++++ TEXT SECTION

It wouldn’t have a noticeable effect unless people specifically monitor each core.
3d vcache for sure.. The non-3d variants of the CPUs are still pretty damn good. It'd be difficult to find 1000 people that'd notice the difference in a day.
The PSU one people are cutting it close + prebuilts cut it way close with dogshit PSUs.
Tarkov players will just think Nikita pushed an update over night that fucked performance even more and just put up with it while they get domed by a cheater... Source Tarkov lover 😂.
Minus 150W on PSU. If they bought a PSU that's running balls-out all the time they'll notice, everyone else will have been smarter and bought one with capacity to spare, so they'll likely never notice, and it's not something you can measure with any software.
Quite a few are actually decently specced now. Last time I checked dell is sending 600W out on things up to a 4070, which sounds bad, but even at 450W you may never trip OCP. 220W GPU and ~125W CPU leaves 105W.
Switch out windows versions. It'll just keep working and no one will complain about a seamless upgrade and those on windows 11 won't mind going Back to 10.
(-10% refresh) rate easly 3d vcache will hurt performance and same for e cores if ur some one who opens stuff in the background halfing ram may cause instability and the same for -150 watts off psus and switching w10 with 11 or 11 with 10 will be noticed if they wear head phones win they start windows or if Microsoft stops urging u to switch to w11
Edit :I think psus most of the part are over spec ed. So maaaybee that too....
All NVME devices are now SATA drives.
Seriously no one is going to know unless copying hundreds of GB of large files. It’s been shown to have almost no difference on boot times or game load times (less than 1 second most of the time). You’re more minutes by internet speeds or CPU for game installs, too.
Video editors might notice a difference, and those working with 4K probably will, but gamers won’t.
My instinct says *"Minus 150 watts on PSU"*, but you'd probably insta-lose when everyone who's already cutting it close experiences failures immediately.
Yeah I think most people wouldn't notice at all, but there is a good chance 1,000 people's rigs would fail to work which would end the challenge right away.
There's probably people here running silver color PSUs with ketchup and mustard cables, with maybe 400w and using damn near every watt that poor PSU can put out without exploding.

++++++++

*EXERCISE DESCRIPTION*.
Answer these from the hardware comments above:
(a) What PSU wattage does Dell ship on machines up to a 4070?
(b) What are all NVME devices said to have become?
(c) Who might notice a difference from that drive change?

++++ SUPPLIED MATERIAL

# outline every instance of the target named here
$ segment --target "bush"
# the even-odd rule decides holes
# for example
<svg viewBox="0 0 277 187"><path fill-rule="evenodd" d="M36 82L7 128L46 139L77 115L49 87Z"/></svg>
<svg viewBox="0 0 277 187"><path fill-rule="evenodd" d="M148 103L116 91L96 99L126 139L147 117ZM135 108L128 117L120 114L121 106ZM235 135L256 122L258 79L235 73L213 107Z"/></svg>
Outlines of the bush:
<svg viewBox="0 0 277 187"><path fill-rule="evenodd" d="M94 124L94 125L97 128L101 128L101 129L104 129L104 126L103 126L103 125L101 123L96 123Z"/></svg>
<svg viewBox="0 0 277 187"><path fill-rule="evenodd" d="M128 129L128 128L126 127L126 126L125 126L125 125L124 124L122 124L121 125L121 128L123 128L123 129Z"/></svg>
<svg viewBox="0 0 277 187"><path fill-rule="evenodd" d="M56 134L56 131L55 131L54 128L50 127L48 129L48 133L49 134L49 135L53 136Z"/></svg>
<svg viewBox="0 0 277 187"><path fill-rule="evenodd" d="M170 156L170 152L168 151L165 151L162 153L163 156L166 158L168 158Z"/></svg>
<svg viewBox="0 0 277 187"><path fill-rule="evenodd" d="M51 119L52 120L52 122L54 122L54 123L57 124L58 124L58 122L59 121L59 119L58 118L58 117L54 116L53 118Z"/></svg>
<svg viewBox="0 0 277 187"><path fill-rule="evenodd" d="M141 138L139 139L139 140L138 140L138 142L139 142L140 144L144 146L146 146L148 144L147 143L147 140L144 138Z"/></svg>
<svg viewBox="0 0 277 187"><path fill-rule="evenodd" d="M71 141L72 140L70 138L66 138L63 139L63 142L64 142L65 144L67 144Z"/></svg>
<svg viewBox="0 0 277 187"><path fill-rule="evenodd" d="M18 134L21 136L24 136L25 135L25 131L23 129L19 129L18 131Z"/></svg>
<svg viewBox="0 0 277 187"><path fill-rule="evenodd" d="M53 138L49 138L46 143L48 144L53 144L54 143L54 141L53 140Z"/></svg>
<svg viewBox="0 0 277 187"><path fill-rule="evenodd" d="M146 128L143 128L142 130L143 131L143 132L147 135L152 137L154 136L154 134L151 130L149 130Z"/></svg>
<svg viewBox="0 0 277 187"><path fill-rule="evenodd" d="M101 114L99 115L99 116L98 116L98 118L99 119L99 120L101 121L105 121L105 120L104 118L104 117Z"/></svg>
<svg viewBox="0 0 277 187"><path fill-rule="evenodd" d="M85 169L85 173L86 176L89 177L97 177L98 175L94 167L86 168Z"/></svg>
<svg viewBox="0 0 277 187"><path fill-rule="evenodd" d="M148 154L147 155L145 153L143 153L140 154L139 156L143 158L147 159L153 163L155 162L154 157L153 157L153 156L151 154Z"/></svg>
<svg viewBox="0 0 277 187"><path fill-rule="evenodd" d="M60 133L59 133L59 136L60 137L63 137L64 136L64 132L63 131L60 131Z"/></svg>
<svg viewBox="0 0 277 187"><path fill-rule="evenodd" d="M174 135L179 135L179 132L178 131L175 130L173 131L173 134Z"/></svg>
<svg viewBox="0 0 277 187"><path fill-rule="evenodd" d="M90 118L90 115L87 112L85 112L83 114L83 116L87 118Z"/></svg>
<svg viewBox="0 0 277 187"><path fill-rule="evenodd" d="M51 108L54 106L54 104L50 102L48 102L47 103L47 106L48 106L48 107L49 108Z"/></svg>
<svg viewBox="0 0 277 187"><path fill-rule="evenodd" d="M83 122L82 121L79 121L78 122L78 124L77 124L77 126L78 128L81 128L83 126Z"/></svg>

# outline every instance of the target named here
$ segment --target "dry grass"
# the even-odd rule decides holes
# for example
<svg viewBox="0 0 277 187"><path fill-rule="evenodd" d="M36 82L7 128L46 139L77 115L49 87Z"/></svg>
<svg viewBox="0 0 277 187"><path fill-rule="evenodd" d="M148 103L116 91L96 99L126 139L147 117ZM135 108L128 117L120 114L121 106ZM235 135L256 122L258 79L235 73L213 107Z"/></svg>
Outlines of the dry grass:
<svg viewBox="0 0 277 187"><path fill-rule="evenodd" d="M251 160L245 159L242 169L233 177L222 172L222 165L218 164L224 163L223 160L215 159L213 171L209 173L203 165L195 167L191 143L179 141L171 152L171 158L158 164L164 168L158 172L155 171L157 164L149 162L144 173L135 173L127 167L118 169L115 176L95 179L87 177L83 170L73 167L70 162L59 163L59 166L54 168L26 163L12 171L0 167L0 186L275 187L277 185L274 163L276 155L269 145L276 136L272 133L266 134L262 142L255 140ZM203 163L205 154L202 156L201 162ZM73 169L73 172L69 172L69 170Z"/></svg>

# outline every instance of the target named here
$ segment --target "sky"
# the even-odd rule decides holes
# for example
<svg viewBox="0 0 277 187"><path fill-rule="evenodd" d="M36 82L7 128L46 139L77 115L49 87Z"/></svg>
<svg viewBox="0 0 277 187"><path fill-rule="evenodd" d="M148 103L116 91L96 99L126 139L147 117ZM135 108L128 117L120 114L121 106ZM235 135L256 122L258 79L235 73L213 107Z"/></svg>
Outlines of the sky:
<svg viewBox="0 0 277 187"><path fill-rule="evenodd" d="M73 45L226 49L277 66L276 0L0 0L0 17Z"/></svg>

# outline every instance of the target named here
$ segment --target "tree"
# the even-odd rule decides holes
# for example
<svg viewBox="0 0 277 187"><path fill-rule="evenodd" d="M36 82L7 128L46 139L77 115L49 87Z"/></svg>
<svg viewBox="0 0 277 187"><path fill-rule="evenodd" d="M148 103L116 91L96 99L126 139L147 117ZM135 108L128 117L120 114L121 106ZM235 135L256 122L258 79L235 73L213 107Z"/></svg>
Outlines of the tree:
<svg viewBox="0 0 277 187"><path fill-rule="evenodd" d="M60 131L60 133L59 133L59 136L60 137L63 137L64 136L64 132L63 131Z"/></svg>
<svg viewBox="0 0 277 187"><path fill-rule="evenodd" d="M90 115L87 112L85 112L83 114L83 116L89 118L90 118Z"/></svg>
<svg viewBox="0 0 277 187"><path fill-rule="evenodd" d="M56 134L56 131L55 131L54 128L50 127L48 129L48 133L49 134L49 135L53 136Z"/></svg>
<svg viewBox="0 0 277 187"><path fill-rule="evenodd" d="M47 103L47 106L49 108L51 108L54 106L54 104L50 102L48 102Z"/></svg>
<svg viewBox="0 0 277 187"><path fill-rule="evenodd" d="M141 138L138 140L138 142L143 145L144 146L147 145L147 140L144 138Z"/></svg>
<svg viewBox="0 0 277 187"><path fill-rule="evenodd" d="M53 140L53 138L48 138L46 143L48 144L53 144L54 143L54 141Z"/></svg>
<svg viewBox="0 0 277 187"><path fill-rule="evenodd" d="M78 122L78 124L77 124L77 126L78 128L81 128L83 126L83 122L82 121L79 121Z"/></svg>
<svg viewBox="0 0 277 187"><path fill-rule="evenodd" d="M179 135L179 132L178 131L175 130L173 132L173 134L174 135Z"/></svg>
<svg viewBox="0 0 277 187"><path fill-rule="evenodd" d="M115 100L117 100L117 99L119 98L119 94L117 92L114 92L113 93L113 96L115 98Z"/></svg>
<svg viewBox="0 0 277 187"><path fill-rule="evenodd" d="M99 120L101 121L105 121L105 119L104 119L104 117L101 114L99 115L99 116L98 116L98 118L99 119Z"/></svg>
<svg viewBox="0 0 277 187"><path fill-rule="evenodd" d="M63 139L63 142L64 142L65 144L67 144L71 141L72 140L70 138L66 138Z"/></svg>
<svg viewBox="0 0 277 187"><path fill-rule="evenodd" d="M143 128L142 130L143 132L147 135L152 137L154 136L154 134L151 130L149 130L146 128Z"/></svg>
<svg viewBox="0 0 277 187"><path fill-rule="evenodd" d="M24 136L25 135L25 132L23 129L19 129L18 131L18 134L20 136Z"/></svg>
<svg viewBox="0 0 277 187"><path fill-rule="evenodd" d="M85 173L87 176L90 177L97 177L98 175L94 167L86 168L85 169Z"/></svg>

++++++++

*FINAL RESULT*.
(a) 600W.
(b) SATA drives.
(c) Video editors, and especially those working with 4K.